[TASK GOAL]:
Where the records below have a line with "feathers", that line is to be copied.

------ SOURCE DATA

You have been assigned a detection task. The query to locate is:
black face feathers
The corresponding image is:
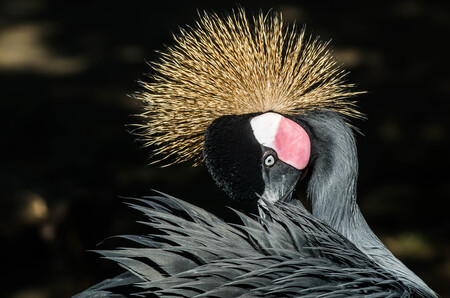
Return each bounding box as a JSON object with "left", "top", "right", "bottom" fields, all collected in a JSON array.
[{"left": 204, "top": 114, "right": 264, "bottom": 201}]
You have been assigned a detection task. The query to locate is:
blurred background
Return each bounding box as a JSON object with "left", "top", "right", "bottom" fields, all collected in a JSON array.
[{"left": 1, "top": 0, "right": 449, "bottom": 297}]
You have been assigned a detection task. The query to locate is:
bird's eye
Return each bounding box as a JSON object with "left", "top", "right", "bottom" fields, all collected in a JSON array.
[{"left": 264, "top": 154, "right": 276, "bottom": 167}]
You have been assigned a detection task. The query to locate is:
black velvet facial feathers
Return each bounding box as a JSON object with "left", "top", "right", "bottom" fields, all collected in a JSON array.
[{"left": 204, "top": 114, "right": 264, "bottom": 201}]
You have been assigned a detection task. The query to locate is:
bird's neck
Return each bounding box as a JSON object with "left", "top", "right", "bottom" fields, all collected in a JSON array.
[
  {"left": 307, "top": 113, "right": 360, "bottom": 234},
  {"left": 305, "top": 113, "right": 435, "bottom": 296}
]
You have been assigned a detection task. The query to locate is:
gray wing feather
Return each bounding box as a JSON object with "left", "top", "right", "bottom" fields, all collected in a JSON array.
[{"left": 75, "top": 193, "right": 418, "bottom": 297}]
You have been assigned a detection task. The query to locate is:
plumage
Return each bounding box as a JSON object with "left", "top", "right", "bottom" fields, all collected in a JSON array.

------------

[THE COMPLETED TASK]:
black face feathers
black velvet facial feathers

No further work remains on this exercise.